STUDY MATERIAL:
──────────
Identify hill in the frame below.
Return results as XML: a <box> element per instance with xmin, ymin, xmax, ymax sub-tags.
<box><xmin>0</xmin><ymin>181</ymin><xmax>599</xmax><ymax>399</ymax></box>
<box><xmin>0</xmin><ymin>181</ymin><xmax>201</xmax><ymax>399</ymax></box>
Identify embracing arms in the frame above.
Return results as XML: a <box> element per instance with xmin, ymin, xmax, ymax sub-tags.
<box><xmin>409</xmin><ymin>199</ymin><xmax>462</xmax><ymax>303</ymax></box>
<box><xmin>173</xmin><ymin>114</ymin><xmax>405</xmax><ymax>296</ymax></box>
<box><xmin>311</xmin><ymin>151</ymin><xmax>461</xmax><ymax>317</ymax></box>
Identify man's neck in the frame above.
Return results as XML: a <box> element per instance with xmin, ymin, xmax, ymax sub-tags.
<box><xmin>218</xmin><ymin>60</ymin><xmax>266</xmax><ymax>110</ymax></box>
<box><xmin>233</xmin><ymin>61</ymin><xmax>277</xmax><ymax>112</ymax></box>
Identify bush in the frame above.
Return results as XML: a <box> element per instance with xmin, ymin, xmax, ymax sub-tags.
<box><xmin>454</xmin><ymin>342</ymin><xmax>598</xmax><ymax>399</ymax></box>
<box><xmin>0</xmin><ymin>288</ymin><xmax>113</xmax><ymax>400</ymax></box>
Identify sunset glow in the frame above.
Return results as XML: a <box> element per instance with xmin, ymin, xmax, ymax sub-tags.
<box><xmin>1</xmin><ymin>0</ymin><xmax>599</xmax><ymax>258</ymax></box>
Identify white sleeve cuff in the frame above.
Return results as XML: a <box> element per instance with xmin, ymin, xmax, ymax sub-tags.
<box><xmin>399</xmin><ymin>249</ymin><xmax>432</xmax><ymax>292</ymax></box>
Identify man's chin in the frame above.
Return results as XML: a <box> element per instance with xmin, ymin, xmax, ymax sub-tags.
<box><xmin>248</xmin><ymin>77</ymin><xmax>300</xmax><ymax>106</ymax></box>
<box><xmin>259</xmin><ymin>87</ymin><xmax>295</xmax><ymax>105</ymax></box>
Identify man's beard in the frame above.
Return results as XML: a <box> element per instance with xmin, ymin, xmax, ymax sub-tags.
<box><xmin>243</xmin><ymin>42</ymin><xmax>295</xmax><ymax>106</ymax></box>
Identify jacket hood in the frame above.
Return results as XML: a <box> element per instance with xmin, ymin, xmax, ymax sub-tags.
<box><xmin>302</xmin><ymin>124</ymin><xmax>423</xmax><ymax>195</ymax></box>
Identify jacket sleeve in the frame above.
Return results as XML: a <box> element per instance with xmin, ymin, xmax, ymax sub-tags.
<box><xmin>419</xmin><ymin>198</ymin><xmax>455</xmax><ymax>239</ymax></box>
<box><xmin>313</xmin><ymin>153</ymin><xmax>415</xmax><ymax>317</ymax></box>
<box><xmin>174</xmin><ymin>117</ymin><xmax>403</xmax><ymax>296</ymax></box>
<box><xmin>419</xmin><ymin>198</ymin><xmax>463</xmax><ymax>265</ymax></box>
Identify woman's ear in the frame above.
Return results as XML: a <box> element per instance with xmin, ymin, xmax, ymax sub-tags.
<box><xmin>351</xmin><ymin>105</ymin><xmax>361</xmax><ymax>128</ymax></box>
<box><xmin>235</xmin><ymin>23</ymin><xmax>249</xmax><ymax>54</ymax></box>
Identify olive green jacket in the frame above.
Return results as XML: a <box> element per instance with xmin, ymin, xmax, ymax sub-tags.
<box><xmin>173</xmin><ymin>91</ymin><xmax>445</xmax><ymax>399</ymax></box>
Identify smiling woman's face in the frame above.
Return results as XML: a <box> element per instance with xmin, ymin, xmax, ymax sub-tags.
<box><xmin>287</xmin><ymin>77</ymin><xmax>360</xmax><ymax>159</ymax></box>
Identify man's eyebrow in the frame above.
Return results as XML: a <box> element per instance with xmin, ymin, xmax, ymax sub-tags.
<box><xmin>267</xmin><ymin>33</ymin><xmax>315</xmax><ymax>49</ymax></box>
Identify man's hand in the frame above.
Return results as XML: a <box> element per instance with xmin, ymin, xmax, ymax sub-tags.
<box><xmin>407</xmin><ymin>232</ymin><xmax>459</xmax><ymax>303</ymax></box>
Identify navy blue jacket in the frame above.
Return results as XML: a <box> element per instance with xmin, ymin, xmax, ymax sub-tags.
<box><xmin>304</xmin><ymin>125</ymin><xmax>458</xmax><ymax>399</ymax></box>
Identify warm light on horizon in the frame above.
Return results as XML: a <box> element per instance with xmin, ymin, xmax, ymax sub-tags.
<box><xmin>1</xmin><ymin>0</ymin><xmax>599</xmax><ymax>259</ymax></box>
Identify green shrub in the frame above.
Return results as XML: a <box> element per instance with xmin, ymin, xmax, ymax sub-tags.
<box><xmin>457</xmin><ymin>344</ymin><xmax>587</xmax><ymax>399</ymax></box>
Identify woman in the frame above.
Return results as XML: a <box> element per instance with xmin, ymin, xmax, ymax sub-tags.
──────────
EXERCISE BRIEF:
Only lines that include "woman" belong in the answer; return them from the entries above.

ANSWER TO THE PROBLEM:
Identify woman's ear in the frame above.
Identify smiling woman's face in the frame above.
Identify woman in the frame above.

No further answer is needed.